---------- PAGE EXTRACT
As high-latitude soils warm, microbes in the soil change how they handle nutrients like nitrogen. Normally, these microbes are nitrogen recyclers, pulling it from the soil and turning it into inorganic forms—like ammonium and nitrates—that plants can absorb. But a new study published in Global Change Biology suggests that with rising temperatures, microbes are changing their strategy. They take up more nitrogen for themselves while reducing the amount they release back into the environment. This change alters the flow of nitrogen through the ecosystem, potentially slowing vegetation growth and affecting the rate at which our planet warms.
These findings come from experiments carried out in subarctic grasslands near Hveragerði, Iceland. In 2008, earthquakes rerouted groundwater in an area that had been warmed by geothermal gradients, creating patches of soil heated between 0.5°C and 40°C above normal temperatures. The event turned the region into a natural laboratory where researchers could study how ecosystems respond to long-term warming under natural conditions.
--------------------
---------- EXTRACTED DATA
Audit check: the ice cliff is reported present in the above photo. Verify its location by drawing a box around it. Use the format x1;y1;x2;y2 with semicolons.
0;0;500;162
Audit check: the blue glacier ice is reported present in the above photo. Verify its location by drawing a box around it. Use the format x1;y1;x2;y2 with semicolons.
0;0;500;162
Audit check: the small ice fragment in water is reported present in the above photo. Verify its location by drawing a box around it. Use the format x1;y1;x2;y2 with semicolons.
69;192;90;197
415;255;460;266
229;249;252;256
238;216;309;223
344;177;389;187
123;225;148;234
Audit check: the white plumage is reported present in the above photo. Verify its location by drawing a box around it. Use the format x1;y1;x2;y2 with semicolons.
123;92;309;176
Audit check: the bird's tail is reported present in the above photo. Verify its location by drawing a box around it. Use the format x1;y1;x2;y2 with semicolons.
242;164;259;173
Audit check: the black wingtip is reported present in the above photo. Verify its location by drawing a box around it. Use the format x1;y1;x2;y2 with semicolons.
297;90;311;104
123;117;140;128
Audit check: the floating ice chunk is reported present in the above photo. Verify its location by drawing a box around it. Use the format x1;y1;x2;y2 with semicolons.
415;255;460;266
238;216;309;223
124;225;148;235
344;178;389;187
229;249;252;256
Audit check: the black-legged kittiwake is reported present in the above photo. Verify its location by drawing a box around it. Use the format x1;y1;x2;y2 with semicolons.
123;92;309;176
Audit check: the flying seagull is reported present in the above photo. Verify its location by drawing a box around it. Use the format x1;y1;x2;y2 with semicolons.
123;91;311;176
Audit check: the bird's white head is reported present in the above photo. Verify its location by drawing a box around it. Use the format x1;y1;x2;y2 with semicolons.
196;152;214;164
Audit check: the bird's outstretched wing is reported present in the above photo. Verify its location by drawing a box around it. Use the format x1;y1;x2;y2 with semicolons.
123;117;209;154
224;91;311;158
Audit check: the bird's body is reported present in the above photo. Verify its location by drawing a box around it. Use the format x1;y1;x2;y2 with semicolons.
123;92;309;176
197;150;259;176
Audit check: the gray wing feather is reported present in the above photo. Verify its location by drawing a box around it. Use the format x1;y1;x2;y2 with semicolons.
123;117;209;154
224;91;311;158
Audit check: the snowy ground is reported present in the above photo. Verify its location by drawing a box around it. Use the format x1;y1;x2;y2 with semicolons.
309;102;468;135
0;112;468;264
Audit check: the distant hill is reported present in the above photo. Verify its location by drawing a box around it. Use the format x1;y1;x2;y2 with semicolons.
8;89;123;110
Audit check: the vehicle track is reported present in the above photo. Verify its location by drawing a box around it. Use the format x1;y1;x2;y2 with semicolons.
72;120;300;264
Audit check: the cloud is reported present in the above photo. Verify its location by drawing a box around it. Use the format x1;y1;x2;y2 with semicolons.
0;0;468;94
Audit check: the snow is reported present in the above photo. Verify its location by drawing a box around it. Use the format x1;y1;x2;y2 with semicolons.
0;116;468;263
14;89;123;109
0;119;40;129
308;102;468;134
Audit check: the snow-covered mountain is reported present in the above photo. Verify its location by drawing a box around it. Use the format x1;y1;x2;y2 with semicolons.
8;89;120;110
--------------------
• _WORK ORDER A_
From the passage on warming soils and microbes, list each consequence it gives for the change in how microbes handle nitrogen.
• _WORK ORDER B_
According to the passage on warming soils and microbes, what rerouted groundwater near Hveragerði in 2008?

• _SOLUTION A_
- It alters the flow of nitrogen through the ecosystem.
- It potentially slows vegetation growth.
- It may affect the rate at which the planet warms.

• _SOLUTION B_
Earthquakes.